WHAT IS NEEDED> Write out all of the entries exactly, please.

EXTRACTED DATA>
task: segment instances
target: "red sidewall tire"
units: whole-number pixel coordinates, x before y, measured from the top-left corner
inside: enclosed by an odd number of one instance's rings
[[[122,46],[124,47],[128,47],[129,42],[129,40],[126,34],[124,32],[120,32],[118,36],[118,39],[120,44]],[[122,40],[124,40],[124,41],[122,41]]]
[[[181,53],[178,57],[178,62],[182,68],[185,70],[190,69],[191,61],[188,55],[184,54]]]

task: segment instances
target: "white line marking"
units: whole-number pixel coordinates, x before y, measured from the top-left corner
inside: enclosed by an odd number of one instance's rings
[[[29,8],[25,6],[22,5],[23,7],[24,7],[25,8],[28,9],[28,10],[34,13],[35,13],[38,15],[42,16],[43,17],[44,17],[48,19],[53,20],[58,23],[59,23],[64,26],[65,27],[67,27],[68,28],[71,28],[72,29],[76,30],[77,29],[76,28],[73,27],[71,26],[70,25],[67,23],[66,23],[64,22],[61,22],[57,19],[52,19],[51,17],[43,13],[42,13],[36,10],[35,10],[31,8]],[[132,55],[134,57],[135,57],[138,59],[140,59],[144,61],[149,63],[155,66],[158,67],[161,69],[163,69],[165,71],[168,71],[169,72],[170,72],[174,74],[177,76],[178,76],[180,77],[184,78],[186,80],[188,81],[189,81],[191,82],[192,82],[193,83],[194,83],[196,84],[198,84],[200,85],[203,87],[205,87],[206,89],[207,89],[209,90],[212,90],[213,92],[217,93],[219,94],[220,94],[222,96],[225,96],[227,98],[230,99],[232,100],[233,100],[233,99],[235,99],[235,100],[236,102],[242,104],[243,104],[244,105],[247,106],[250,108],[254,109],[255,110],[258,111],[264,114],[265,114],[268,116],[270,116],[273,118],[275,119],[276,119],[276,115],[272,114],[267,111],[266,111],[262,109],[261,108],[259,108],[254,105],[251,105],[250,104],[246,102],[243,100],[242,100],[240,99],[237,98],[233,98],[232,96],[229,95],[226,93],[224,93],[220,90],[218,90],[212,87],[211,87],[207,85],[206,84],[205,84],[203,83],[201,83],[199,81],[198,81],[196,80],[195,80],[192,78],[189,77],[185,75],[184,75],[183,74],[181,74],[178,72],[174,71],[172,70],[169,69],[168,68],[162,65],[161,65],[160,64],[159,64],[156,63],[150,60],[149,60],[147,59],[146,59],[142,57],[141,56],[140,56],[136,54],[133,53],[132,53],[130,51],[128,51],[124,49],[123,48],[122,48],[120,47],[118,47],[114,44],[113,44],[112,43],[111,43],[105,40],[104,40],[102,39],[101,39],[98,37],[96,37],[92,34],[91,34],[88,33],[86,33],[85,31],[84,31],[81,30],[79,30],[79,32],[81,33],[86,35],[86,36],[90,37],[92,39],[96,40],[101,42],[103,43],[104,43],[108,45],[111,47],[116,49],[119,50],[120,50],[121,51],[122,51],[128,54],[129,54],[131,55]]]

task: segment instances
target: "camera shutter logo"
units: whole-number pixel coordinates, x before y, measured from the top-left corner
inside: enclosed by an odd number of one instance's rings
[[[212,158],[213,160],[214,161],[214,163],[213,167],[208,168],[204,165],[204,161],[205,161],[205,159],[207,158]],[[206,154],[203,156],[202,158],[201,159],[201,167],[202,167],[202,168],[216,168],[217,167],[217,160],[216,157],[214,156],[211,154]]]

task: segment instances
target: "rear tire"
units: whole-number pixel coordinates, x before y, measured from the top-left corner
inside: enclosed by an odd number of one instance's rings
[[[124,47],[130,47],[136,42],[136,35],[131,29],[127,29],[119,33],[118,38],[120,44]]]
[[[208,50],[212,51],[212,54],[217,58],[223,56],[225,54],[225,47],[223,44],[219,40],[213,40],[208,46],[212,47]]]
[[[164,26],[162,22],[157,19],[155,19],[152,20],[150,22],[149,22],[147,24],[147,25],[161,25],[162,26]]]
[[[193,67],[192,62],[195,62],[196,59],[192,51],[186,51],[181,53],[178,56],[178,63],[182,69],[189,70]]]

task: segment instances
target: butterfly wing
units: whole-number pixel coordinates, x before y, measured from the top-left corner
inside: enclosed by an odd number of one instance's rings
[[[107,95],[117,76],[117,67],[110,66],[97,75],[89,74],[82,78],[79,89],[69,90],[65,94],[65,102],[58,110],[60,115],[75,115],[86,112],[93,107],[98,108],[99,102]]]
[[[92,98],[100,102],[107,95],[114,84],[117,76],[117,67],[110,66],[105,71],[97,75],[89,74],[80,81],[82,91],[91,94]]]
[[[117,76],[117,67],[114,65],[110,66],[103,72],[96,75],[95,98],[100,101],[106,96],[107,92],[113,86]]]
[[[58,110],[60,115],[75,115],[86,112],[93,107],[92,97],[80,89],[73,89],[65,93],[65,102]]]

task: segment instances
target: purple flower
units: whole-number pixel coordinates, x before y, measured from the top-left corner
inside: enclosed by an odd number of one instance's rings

REPLY>
task: segment instances
target: "red sidewall tire"
units: whole-number pixel coordinates, x before y, measured from the top-left corner
inside: enclosed by an odd number of one instance's rings
[[[122,46],[124,47],[128,47],[129,42],[129,40],[126,34],[124,32],[120,32],[118,36],[118,39],[120,44]],[[122,40],[124,40],[124,41],[122,41]]]
[[[181,53],[178,57],[178,62],[182,68],[185,70],[190,69],[191,61],[188,55],[184,54]]]

task: segment instances
target: "white line marking"
units: whole-number pixel coordinates, x before y, measured from the top-left corner
inside: enclosed by an odd number of one instance's rings
[[[29,8],[25,6],[22,5],[23,7],[24,7],[25,8],[28,9],[28,10],[34,13],[35,13],[38,15],[42,16],[43,17],[44,17],[48,19],[53,20],[58,23],[59,23],[64,26],[65,27],[67,27],[68,28],[71,28],[72,29],[76,30],[77,29],[76,28],[73,27],[71,26],[70,25],[67,23],[66,23],[64,22],[61,22],[57,19],[52,19],[51,17],[43,13],[42,13],[36,10],[35,10],[31,8]],[[132,55],[134,57],[135,57],[138,59],[140,59],[144,61],[149,63],[155,66],[158,67],[161,69],[163,69],[165,71],[168,71],[169,72],[170,72],[174,74],[177,76],[178,76],[180,77],[184,78],[186,80],[188,81],[189,81],[191,82],[192,82],[193,83],[194,83],[196,84],[198,84],[200,85],[203,87],[205,87],[206,89],[207,89],[209,90],[212,90],[213,92],[217,93],[219,94],[220,94],[222,96],[225,96],[227,98],[230,99],[232,100],[233,100],[233,99],[235,99],[235,100],[236,102],[242,104],[243,104],[244,105],[247,106],[250,108],[254,109],[255,110],[258,111],[264,114],[265,114],[268,116],[270,116],[273,118],[275,119],[276,119],[276,115],[272,114],[267,111],[266,111],[262,109],[261,108],[259,108],[254,105],[251,105],[250,104],[246,102],[243,100],[242,100],[240,99],[237,98],[233,98],[232,96],[229,95],[226,93],[224,93],[220,90],[218,90],[212,87],[211,87],[207,85],[206,84],[205,84],[203,83],[201,83],[199,81],[198,81],[196,80],[195,80],[192,78],[189,77],[185,75],[184,75],[183,74],[181,74],[178,72],[174,71],[172,70],[169,69],[168,68],[162,65],[161,65],[160,64],[159,64],[156,63],[150,60],[149,60],[147,59],[146,59],[142,57],[141,56],[140,56],[136,54],[133,53],[132,53],[130,51],[128,51],[124,49],[123,48],[122,48],[120,47],[118,47],[114,44],[113,44],[112,43],[111,43],[105,40],[104,40],[102,39],[101,39],[98,37],[96,37],[92,34],[91,34],[88,33],[86,33],[85,31],[84,31],[81,30],[79,30],[79,32],[81,33],[86,35],[86,36],[90,37],[92,39],[96,40],[101,42],[103,43],[104,43],[108,45],[111,47],[116,49],[119,50],[120,50],[121,51],[122,51],[128,54],[129,54],[131,55]]]

task: segment instances
target: "camera shutter logo"
units: whole-number pixel coordinates, x before y, measured from the top-left corner
inside: enclosed by an odd number of one instance's rings
[[[212,158],[213,160],[214,161],[214,163],[213,167],[208,168],[204,165],[204,161],[205,161],[205,159],[207,158]],[[206,154],[203,156],[202,158],[201,159],[201,167],[202,167],[202,168],[216,168],[217,167],[217,160],[216,157],[214,156],[211,154]]]

task: segment instances
target: "rear tire"
units: whole-number pixel coordinates, x before y, measured from the top-left corner
inside: enclosed by an odd number of one instance's rings
[[[124,47],[130,47],[136,42],[136,35],[131,29],[127,29],[119,33],[118,38],[120,44]]]
[[[208,50],[212,51],[212,54],[217,58],[223,56],[225,54],[225,47],[223,44],[219,40],[213,40],[208,46],[212,47]]]
[[[164,26],[162,22],[157,19],[155,19],[152,20],[150,22],[149,22],[147,24],[147,25],[161,25],[162,26]]]
[[[193,67],[192,62],[195,62],[196,59],[192,51],[186,51],[181,53],[178,56],[178,63],[182,69],[189,70]]]

task: segment instances
target: butterfly wing
units: whole-number pixel coordinates, x before y, measured from the top-left corner
inside: enclosed by an odd number of one instance's rings
[[[107,95],[117,76],[117,67],[110,66],[97,75],[89,74],[82,78],[79,89],[69,90],[65,94],[65,102],[58,110],[60,115],[75,115],[86,112],[93,107],[98,108],[99,102]]]
[[[92,98],[100,102],[107,95],[114,84],[117,76],[117,67],[110,66],[105,71],[97,75],[89,74],[80,81],[82,91],[91,94]]]
[[[117,76],[117,67],[114,65],[110,66],[103,72],[96,75],[95,98],[100,101],[106,96],[107,92],[113,86]]]
[[[58,110],[60,115],[75,115],[86,112],[93,107],[92,97],[80,89],[73,89],[65,93],[65,102]]]

task: segment instances
target: purple flower
units: whole-number pixel coordinates, x before y, measured from the top-left corner
inside: enclosed by an odd number of one instance's rings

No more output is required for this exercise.